THE PROBLEM: Nothing but the lines from the one containing "Target: black floral bandana" through the last line of the data below should be returned, each copied exactly.
======
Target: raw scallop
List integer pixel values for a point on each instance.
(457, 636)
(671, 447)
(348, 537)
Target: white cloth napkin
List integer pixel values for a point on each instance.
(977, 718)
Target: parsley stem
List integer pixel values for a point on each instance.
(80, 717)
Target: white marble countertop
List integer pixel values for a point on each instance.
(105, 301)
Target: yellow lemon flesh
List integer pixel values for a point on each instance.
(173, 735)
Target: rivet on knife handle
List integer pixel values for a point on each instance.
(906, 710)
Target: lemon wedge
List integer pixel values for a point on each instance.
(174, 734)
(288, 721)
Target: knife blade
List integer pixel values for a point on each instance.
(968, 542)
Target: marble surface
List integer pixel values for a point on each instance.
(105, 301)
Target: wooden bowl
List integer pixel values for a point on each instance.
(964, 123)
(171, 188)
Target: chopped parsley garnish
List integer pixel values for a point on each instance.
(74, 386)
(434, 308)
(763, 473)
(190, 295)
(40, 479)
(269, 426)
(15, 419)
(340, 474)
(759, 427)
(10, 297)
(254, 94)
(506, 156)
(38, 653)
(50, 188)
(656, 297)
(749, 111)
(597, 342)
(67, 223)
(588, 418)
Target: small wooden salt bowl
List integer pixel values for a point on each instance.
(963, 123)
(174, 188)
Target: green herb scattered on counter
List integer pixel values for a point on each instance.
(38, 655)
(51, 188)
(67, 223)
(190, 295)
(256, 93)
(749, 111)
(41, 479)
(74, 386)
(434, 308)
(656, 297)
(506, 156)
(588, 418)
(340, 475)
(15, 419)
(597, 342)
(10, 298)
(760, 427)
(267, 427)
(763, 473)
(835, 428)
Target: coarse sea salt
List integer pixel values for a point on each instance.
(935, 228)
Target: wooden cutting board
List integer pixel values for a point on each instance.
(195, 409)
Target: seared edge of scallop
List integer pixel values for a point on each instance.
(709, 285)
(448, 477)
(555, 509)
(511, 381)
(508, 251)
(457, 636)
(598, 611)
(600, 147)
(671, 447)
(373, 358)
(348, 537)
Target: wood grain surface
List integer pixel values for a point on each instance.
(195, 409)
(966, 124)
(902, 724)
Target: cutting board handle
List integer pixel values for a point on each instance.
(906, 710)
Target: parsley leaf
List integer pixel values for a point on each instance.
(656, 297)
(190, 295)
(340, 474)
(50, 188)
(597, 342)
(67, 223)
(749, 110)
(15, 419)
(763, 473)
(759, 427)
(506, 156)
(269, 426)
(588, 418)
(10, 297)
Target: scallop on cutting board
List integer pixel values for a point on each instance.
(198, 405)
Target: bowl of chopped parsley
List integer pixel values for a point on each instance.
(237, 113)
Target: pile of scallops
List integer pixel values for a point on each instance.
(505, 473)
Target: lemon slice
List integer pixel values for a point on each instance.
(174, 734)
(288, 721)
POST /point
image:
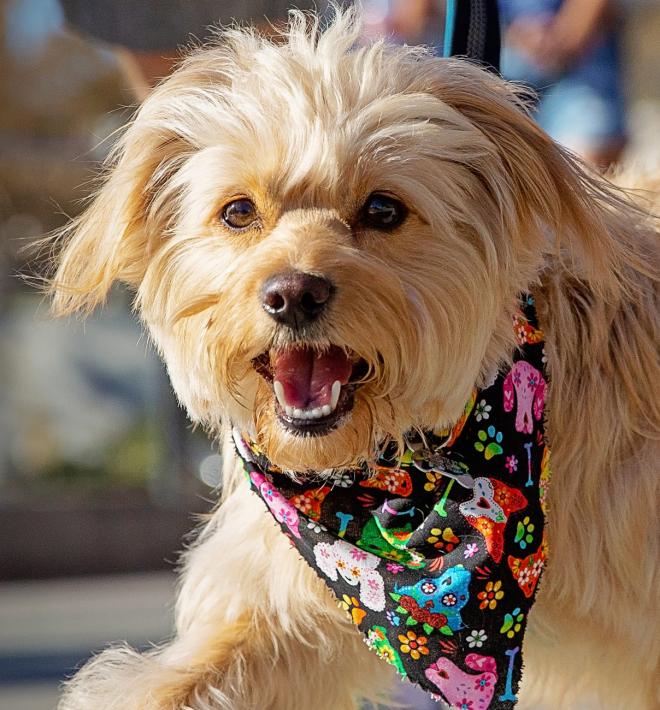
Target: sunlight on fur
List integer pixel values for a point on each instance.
(307, 128)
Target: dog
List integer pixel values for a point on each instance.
(410, 200)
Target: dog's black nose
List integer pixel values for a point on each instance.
(294, 298)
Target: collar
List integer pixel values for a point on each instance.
(436, 554)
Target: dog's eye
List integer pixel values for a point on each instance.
(382, 212)
(239, 213)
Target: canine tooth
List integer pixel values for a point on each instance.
(279, 393)
(336, 389)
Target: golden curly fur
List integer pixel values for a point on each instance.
(307, 126)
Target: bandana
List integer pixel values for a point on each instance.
(436, 554)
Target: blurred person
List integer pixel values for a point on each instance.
(147, 33)
(568, 51)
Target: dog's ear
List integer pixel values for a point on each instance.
(547, 197)
(129, 215)
(113, 237)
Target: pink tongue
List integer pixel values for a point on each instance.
(307, 375)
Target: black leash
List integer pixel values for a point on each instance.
(472, 29)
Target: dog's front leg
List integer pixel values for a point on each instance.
(256, 629)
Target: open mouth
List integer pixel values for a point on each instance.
(313, 388)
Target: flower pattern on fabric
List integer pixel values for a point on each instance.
(436, 553)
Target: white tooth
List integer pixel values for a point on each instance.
(279, 393)
(334, 398)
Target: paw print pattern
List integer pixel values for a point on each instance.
(524, 531)
(489, 442)
(512, 623)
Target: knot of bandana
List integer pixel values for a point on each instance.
(436, 555)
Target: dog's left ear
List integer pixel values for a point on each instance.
(547, 198)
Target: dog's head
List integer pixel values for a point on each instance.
(326, 242)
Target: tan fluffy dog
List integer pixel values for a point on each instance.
(256, 158)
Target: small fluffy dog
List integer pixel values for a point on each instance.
(417, 200)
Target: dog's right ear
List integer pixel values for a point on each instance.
(128, 217)
(111, 240)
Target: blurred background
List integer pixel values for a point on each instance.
(100, 475)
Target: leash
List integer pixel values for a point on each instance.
(472, 30)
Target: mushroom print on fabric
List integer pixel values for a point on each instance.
(436, 554)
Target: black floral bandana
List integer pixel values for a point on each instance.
(436, 555)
======
SOLUTION FOR THIS EXERCISE:
Target: black floral bandana
List integer pixel values for a point on each instance.
(436, 555)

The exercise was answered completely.